START Dataset records

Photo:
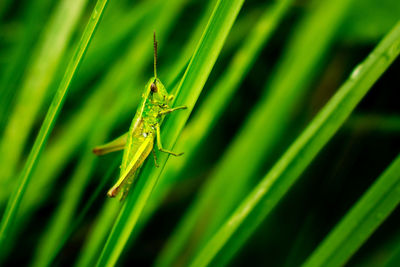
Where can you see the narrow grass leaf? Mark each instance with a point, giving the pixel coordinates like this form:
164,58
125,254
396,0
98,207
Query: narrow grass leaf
268,119
361,221
265,196
47,57
48,124
188,91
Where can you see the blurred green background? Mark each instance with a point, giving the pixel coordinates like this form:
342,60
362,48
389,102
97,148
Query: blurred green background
268,68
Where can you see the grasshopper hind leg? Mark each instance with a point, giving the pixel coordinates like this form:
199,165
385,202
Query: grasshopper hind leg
159,144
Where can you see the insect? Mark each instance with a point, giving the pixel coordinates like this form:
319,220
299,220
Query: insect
138,142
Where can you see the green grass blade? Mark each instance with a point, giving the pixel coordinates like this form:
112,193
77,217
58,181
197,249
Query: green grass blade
269,119
222,93
11,76
361,221
46,59
117,80
265,196
191,85
211,109
24,179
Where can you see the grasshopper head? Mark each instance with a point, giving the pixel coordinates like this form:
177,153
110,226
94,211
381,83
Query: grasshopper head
157,91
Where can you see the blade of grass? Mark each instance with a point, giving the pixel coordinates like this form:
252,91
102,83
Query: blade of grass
269,119
118,79
103,223
48,124
211,109
108,41
265,196
361,221
40,73
188,91
63,217
10,78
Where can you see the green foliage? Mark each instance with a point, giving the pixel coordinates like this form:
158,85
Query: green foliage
280,146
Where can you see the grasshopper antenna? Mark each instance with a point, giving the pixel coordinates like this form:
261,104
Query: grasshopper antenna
155,55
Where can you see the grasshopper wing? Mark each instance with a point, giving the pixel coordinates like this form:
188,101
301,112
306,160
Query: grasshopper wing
128,175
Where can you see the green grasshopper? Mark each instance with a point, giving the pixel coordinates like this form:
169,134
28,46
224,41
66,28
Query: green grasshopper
145,127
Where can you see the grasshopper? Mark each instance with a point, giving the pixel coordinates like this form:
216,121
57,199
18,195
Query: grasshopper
145,127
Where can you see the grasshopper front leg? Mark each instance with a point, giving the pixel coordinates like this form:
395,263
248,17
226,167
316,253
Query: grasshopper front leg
159,144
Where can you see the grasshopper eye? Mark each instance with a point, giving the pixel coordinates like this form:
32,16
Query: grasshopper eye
153,87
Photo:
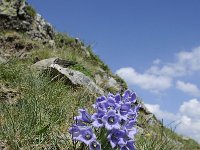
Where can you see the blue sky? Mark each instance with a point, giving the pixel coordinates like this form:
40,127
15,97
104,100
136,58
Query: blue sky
153,45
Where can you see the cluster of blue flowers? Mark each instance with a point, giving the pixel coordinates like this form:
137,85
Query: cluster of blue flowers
115,113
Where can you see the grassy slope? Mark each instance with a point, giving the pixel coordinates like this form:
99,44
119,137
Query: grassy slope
44,111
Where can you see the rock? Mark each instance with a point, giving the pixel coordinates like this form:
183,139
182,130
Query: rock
18,15
112,83
87,53
2,60
8,95
78,78
44,64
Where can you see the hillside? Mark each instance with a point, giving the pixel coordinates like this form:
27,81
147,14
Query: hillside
38,100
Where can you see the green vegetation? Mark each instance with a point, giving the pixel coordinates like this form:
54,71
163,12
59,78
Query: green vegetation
45,108
41,116
30,11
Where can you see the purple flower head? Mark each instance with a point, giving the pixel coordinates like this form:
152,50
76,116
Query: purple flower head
74,131
94,145
130,145
100,99
126,94
118,98
131,132
115,113
110,104
86,135
133,97
111,120
84,116
115,137
125,108
97,119
129,96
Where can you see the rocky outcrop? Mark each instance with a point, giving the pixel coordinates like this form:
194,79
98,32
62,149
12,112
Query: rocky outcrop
8,95
2,60
18,15
78,78
75,77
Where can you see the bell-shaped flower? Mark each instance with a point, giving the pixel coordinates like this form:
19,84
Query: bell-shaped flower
74,131
115,137
97,119
86,135
111,120
84,116
94,145
130,145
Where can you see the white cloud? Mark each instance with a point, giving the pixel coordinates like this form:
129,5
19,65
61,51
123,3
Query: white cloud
155,109
188,116
189,88
146,81
159,77
185,62
156,61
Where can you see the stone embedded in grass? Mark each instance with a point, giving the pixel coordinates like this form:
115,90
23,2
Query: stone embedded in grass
114,120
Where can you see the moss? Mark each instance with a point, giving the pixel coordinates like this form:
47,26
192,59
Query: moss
121,81
63,40
82,69
30,11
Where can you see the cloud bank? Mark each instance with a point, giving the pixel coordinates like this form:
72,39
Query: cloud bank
188,115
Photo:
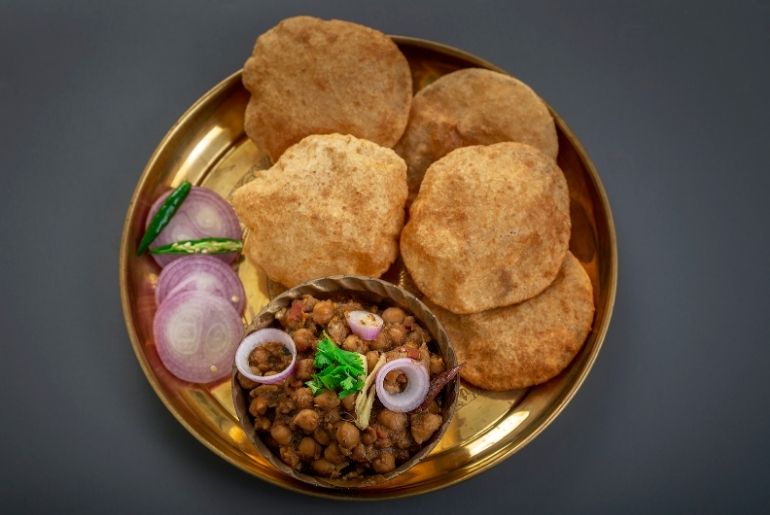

END Dataset records

What to do
Please reproduce each entry above word for word and keep the pictures out of the copy.

Answer
Photo:
Where can you see the narrow grass leaf? Mark each instance with a point, giving the pixel coordinates like this form:
164,58
125,254
396,0
98,207
Query: narrow grass leaf
268,119
361,221
265,196
47,57
48,124
188,91
Where can you see the blurred green background? Mark each instance with a point, giving the pixel coordinates like this form:
342,60
362,48
389,102
97,148
Query: blurred green background
268,68
Where can you see the grasshopper hind leg? Mark each instance with a point, giving the pixel coordinates like this form:
199,165
385,202
Query: grasshopper hind leg
159,144
Where can you see the insect? Mark each instance with a point, giving the pixel coordinates like this form:
319,220
299,220
Query: insect
138,142
Where can you see the green grass blade? Mark each instance with a point, giving the pixel coordinates like this form:
112,193
77,217
58,181
197,249
Query: green grass blade
269,119
222,93
11,76
361,221
46,59
117,80
265,196
191,85
211,109
24,179
Where can you see the grasshopper head? Mark each instance with a point, giving the pixel coordinates like this form:
177,153
110,226
94,211
381,83
Query: grasshopper head
157,91
Where can you see the blade of grass? Mark each instance with a point, giving the pixel coordinates like this form:
252,91
102,83
Query: blade of grass
269,119
118,79
103,223
48,124
211,109
108,41
265,196
361,221
40,73
188,91
63,217
10,78
Where can you see the green foliage? Mark each instance with a point, giving the pixel coordinates like this form:
158,85
Query: green foliage
280,146
Where can you see the grasshopper antenna? Mark each instance with a point, giving the pixel coordinates like this form:
261,104
Query: grasshopper antenna
155,55
Where can you see the grasshopper wing? Mark each instance with a point, giving the pixel coordinates like this form:
188,101
301,112
306,160
Query: grasshopper wing
128,175
Where can you see the green grasshopper? Mark each instance with a point, giving the pixel coordinates like this form:
169,134
28,46
224,41
66,28
Query: green grasshopper
145,127
Where can you see the grasshopper? Mark each instance with a point, giving the pixel coordinates like this form:
216,121
57,199
18,195
Query: grasshopper
145,127
Where can you see the grasshopper front leg? Mark each instance with a point, giving the pixel coordinates like this form:
395,263
248,17
226,167
316,253
Query: grasshopper front leg
159,144
Where can you see the grasshopper eye? Mark each instance with a point, giving the pixel coordinates like this form:
32,16
Query: grasshopper eye
153,87
Photo:
Where can you see the blue sky? Mark each instance with a point, giving the pixel coordinates like this form:
40,127
15,97
104,100
136,58
Query: blue sky
153,45
Where can you see the cluster of blue flowers? Mark each instance with a point, giving the pixel coordinates like this form:
137,85
Query: cluster of blue flowers
115,113
Where can you see the grassy slope? Mark each instance with a point, giving the pixel coordinates like this form:
99,44
119,137
Query: grassy slope
44,111
Where can you see the rock? Mark each instance with a point, giving the pixel coordinates like this form:
183,139
182,130
Query: rock
18,15
112,83
87,53
2,60
8,95
78,78
44,64
Where can you see the hillside? Mark each instance with a point, giving the pixel coordinates like this form:
27,81
147,14
Query: hillside
38,100
Where can you see the green vegetation? Mark each instance with a point, giving the pixel coordinates like this form:
54,71
163,12
59,78
Query: green vegetation
45,108
41,116
30,11
Where can you see the purple flower head? Mark each instance with a point, giving the pixel coordinates like this form:
152,50
76,116
Query: purple flower head
74,131
94,145
130,145
100,99
126,94
118,98
131,132
115,113
110,104
86,135
133,97
111,120
84,116
115,137
125,108
97,119
129,96
Where can you see the rocky outcrop? Mark each instance with a point, giving the pixel coordinates like this form:
194,79
98,32
62,149
12,112
Query: rocky outcrop
8,95
2,60
18,15
78,78
75,77
Where can you see the bell-shaped flower? Mark each instance with a point, giving the pixel coordinates like this form:
19,84
Query: bell-shaped flower
74,131
115,137
97,119
86,135
111,120
84,116
94,145
130,145
Where can you see the white cloud? Mark each instance with a point, giving the pixel coordinates like this form:
129,5
19,65
61,51
123,3
Query: white cloud
155,109
188,116
189,88
146,81
159,77
185,62
156,61
Where can you see the stone embedded in grass? Mark each instance with a point, giving the pixel coordinates like this form:
115,90
23,2
Query: stone embedded in grass
114,120
Where can you see the moss? Mark each instance with a point, giving the pixel coordinates like this form:
47,26
192,59
Query: moss
121,81
63,40
82,69
30,11
Where can you see the cloud bank? Mark each instance with a point, giving the pixel coordinates like this form:
72,39
Query: cloud bank
188,115
Photo:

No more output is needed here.